▶ _What this task involves_
Copy every one of the records below word for word, leaving out any pictures.

▶ _Stored rows_
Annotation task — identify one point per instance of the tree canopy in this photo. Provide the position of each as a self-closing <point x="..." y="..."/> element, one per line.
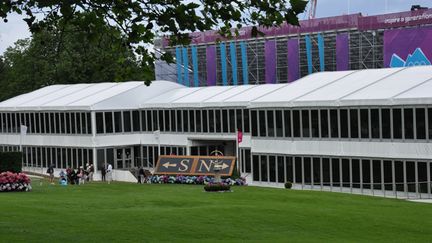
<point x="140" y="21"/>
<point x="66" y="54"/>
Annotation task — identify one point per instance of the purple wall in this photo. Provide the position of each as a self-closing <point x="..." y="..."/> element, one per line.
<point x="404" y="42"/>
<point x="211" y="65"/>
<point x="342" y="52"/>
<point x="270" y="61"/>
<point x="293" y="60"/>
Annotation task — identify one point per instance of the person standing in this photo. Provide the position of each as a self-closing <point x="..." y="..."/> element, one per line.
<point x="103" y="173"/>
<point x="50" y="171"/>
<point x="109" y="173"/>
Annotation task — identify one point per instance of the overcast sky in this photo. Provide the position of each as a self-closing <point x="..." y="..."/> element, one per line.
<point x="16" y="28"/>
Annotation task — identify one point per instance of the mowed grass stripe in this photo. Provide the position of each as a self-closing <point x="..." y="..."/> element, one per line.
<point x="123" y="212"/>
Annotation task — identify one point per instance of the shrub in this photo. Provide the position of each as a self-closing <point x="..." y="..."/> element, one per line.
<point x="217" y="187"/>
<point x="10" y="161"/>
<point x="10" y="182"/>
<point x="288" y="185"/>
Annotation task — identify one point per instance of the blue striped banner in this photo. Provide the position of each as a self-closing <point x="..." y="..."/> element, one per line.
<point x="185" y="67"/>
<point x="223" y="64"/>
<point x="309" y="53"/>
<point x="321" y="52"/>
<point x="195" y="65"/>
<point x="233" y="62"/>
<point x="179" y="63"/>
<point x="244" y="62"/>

▶ _Final answer_
Annotation task — identify one point per instance of the tree canopy in this photo. Provide the position of each as a self-closing <point x="..." y="..."/> element, one per line.
<point x="140" y="21"/>
<point x="66" y="54"/>
Annotation task — identify one point per instance of the purple wall in this photo. Provide the position of each as a self-closing <point x="..." y="..."/> element, one per line.
<point x="404" y="42"/>
<point x="211" y="65"/>
<point x="342" y="52"/>
<point x="270" y="61"/>
<point x="293" y="60"/>
Annotation task — identify one point per instance of the person standing in this photo. Provide the position of each as a self-closing <point x="..." y="..."/> element, one per line.
<point x="103" y="173"/>
<point x="50" y="171"/>
<point x="109" y="173"/>
Annotation task — identify one point per instance of the overcast sky in this photo. Provide the position of each as a self-closing <point x="..." y="..."/> element, one per line.
<point x="16" y="28"/>
Annotation task — identify one point per instance of the mowed grass stripe in this photo. Provide the position of each as a self-closing <point x="..." y="..."/> element, one per line.
<point x="123" y="212"/>
Annotation task — identify one point per instance of the shrub in this photo. Provide the position of each as a self-closing <point x="..." y="..."/> element, one per line.
<point x="217" y="187"/>
<point x="10" y="161"/>
<point x="10" y="182"/>
<point x="288" y="185"/>
Annotation task — identify one point per instance of the blue striped banner in this photo. Provide the position of each as a self-closing <point x="..." y="..."/> element, one per line.
<point x="185" y="67"/>
<point x="223" y="64"/>
<point x="309" y="53"/>
<point x="321" y="52"/>
<point x="195" y="65"/>
<point x="233" y="62"/>
<point x="179" y="63"/>
<point x="244" y="62"/>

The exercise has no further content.